Work instruction 1 -> Retype the part of the article on the Morristown Democratic chairman between "The Democratic county" and "Roe v. Wade.", inclusive, with no changes.

Supplied passage ->
§ §

Pro-life Democratic chairman says he won’t quit

Guess who was campaign manager for the last pro-life Democratic U.S. Senate candidate in New Jersey?

By David Wildstein, December 08 2021 10:28 am

Morristown Democratic Municipal Chairman Aaron (A.J.) Oliver says he won’t resign his post just because he’s pro-life, believing there is room for him in a party that “prides itself on diversity, inclusion, and a heart for those who are vulnerable in society.”

The Democratic county chairman, Chip Robinson, called for his resignation on Tuesday, six weeks after many party leaders found out for the first time that Oliver was an anti-abortion activist.   They said he never told them that when he sought support as a candidate for county commissioner.

“The party should not have a purity test for its members, candidates, or leaders particularly when it comes to the issues of conscience such as abortion,” Oliver said.

In a call for his ouster, Morris Democrats cited a decision by the U.S. Supreme Court to consider a case that would ban abortion in the 15th week of pregnancy, including cases of rape or incest.  That could lead to the overturning of Roe v. Wade.

Oliver, an ordained Episcopal priest and Army National Guard captain,  wants Morris Democrats to follow the national Democratic Party model that creates a narrow lane for Pro-Life Democrats.

“A majority of the Whole Life issues that I advocate for prioritize helping those in need and are the pillars of Democratic policies and priorities,” said Oliver, who listed reducing maternal mortality rates and food insecurities and providing pregnancy support as the issues he works on.  “These are issues we can all agree on as Democrats.”

Instead, Oliver wants Democrats to take his record as municipal chairman into consideration.

§ §

Records for this exercise ->
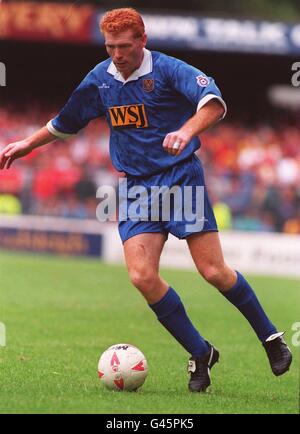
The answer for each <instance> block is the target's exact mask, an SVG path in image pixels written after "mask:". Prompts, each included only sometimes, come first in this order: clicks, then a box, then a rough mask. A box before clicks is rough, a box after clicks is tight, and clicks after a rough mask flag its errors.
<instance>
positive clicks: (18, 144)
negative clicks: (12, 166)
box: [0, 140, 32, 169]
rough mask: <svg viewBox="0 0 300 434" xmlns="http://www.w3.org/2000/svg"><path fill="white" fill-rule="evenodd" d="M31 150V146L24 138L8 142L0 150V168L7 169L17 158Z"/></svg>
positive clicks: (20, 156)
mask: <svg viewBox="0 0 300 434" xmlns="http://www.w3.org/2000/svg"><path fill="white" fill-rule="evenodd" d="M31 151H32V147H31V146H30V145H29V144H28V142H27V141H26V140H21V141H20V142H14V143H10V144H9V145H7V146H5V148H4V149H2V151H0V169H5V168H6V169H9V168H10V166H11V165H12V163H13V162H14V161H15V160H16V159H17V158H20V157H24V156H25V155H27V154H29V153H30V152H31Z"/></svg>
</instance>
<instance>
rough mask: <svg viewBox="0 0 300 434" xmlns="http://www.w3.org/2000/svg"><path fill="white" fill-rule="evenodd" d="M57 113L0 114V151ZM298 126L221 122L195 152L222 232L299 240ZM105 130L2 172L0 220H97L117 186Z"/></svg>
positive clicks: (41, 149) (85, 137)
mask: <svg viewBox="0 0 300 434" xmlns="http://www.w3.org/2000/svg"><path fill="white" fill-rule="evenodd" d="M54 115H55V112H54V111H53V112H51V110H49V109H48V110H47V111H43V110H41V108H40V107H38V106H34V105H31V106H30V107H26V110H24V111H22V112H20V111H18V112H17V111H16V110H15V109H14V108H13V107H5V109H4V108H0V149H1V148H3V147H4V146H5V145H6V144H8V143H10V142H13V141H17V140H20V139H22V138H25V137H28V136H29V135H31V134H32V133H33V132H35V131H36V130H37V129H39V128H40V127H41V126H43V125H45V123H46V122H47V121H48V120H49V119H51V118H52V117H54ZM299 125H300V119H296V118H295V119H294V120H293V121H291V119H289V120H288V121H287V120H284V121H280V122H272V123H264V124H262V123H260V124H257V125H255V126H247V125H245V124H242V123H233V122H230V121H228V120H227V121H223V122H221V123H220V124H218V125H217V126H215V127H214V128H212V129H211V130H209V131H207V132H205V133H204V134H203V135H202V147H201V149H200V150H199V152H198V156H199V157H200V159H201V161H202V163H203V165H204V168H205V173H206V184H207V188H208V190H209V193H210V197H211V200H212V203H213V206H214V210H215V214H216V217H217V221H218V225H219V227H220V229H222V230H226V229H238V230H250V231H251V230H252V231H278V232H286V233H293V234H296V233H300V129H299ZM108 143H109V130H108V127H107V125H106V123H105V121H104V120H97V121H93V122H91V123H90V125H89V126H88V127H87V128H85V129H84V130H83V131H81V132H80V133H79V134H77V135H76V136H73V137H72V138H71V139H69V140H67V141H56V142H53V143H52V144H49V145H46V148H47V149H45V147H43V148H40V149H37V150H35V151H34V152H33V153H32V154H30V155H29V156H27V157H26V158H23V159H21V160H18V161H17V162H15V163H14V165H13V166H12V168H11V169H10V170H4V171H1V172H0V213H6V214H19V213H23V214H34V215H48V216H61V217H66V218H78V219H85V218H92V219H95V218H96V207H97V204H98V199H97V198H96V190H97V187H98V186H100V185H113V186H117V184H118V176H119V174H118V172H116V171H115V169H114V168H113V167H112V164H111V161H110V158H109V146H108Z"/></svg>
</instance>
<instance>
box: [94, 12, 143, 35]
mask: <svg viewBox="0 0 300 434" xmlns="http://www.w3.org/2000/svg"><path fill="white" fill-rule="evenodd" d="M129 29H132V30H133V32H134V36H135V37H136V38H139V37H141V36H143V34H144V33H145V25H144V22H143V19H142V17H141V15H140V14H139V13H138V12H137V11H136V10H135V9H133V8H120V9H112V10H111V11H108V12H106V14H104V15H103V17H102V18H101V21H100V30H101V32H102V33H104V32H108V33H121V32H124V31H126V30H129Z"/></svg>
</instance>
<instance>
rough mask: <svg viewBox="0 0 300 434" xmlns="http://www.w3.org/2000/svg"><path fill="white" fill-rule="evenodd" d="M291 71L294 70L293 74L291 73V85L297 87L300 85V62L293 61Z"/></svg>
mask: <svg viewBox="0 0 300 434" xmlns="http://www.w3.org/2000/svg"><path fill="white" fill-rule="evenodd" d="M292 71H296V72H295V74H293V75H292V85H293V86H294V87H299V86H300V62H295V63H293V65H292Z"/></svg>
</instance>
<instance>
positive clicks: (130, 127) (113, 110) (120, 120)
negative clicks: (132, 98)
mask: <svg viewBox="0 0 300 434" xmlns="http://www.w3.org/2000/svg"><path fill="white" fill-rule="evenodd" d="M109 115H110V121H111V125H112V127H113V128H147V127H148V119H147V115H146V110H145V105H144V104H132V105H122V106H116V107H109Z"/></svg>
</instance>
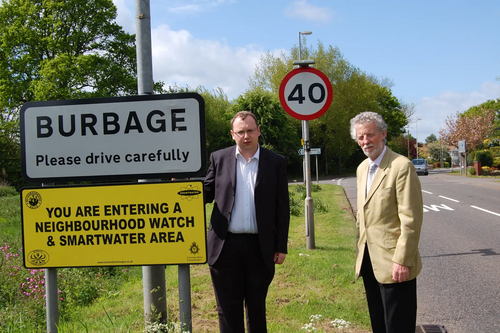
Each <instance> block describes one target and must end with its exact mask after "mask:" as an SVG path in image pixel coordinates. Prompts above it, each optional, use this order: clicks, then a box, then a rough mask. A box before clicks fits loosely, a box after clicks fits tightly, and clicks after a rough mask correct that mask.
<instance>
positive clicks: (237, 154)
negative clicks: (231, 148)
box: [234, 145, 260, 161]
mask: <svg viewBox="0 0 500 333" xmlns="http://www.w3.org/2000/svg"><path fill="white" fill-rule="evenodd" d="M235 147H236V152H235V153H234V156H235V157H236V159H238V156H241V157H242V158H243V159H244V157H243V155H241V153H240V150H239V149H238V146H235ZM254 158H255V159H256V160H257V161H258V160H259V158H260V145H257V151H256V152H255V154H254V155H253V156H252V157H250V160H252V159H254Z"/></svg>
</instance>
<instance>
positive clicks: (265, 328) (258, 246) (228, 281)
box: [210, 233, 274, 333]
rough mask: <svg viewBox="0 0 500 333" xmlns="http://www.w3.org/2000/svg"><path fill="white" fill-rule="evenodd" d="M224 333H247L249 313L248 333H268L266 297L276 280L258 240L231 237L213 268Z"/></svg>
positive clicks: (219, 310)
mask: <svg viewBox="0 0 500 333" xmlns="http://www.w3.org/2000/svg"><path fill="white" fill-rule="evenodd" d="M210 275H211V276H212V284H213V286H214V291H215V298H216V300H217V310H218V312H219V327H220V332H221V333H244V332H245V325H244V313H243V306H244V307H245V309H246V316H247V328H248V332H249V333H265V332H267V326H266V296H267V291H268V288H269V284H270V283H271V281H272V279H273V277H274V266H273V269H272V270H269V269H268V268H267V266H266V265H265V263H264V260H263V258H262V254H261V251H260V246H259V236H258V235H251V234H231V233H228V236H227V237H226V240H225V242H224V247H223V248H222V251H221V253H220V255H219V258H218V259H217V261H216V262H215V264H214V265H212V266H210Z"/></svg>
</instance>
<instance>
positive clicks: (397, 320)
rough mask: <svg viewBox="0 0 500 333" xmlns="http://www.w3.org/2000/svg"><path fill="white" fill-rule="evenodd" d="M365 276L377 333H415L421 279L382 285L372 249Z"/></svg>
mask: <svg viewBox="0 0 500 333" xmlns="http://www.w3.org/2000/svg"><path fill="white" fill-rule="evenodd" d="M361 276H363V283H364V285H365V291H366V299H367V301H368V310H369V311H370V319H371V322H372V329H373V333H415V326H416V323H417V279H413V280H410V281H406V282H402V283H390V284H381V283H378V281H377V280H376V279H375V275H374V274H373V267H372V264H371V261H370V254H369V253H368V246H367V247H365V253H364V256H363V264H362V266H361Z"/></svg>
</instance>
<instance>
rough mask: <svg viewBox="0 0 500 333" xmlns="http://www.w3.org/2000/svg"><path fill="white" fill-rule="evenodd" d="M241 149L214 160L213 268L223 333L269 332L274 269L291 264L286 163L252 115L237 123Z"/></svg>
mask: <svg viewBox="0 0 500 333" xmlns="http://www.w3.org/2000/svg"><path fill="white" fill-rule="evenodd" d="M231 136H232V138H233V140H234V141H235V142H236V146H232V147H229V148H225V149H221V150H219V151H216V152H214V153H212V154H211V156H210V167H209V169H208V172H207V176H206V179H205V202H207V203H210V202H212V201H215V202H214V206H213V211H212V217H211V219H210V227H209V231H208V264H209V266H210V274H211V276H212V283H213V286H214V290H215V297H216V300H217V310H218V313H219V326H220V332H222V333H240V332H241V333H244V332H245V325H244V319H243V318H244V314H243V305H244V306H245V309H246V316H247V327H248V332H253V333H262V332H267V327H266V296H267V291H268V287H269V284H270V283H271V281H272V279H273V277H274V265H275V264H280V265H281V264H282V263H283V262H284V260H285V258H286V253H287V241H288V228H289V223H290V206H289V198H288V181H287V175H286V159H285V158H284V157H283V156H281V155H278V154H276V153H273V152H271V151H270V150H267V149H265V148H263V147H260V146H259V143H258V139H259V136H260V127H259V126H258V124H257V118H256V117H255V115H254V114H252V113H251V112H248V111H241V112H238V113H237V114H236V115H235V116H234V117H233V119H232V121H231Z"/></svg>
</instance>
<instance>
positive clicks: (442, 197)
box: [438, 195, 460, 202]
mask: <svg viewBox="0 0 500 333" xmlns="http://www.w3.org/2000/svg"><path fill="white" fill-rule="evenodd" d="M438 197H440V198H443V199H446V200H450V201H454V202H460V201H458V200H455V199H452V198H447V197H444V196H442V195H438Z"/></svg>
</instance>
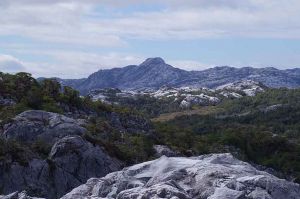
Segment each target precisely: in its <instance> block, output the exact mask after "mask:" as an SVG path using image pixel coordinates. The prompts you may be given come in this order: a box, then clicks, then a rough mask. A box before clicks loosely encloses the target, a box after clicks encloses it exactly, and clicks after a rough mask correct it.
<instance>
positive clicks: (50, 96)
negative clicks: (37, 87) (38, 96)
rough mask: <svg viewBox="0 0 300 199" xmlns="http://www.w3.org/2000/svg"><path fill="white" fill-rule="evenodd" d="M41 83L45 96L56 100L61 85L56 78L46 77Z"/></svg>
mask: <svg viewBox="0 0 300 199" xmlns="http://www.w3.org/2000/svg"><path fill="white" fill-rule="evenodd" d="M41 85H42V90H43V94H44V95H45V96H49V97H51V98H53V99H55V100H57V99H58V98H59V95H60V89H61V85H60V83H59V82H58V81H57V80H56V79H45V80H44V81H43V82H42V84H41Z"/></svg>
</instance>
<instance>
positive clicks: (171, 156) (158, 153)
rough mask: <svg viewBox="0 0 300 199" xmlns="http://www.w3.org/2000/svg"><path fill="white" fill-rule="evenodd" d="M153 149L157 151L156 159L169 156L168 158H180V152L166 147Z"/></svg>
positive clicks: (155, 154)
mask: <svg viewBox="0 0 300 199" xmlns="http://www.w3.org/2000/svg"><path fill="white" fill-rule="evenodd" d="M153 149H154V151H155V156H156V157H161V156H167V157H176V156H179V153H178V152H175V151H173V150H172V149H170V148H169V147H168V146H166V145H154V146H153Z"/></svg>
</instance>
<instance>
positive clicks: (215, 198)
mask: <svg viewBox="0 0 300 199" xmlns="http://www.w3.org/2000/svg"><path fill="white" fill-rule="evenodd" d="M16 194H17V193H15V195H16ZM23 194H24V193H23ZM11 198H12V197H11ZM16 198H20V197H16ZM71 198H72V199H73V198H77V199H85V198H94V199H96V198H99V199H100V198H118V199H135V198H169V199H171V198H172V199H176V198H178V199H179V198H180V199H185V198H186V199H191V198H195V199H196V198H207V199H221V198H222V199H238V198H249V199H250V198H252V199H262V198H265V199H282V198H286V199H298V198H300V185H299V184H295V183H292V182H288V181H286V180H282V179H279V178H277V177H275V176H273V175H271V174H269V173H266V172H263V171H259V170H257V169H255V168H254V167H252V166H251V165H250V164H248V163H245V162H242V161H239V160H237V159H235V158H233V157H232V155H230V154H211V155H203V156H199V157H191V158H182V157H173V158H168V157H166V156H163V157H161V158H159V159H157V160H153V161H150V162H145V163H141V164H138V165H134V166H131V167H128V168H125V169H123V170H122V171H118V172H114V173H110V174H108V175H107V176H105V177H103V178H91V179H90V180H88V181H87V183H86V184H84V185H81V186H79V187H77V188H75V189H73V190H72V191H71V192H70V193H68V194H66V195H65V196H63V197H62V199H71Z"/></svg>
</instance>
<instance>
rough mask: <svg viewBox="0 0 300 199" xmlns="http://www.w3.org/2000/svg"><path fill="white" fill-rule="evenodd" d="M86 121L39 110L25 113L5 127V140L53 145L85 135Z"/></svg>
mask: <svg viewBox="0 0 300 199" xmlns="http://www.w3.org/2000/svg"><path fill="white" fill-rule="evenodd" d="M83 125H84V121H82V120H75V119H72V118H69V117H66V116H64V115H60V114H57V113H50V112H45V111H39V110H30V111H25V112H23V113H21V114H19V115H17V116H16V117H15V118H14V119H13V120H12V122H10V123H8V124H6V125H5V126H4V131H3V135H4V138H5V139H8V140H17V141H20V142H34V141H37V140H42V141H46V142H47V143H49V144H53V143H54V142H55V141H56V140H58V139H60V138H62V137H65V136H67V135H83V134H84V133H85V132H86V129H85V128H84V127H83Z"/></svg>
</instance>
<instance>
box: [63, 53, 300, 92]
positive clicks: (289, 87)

§ §

Work instruction 2 -> Please echo the lines of the listing, word for word, from its start through the line holding "box: [0, 140, 32, 169]", inclusive, leaving out the pictures.

Written answer 1 ->
The Democratic county chairman, Chip Robinson, called for his resignation on Tuesday, six weeks after many party leaders found out for the first time that Oliver was an anti-abortion activist.   They said he never told them that when he sought support as a candidate for county commissioner.

“The party should not have a purity test for its members, candidates, or leaders particularly when it comes to the issues of conscience such as abortion,” Oliver said.

In a call for his ouster, Morris Democrats cited a decision by the U.S. Supreme Court to consider a case that would ban abortion in the 15th week of pregnancy, including cases of rape or incest.  That could lead to the overturning of Roe v. Wade.

Written answer 2 ->
The answer for each <instance> block is the target's exact mask, an SVG path in image pixels written after "mask:". Prompts, each included only sometimes, come first in this order: clicks, then a box, then a rough mask. A box before clicks is rough, a box after clicks is tight, and clicks after a rough mask flag its errors.
<instance>
positive clicks: (18, 144)
negative clicks: (12, 166)
box: [0, 140, 32, 169]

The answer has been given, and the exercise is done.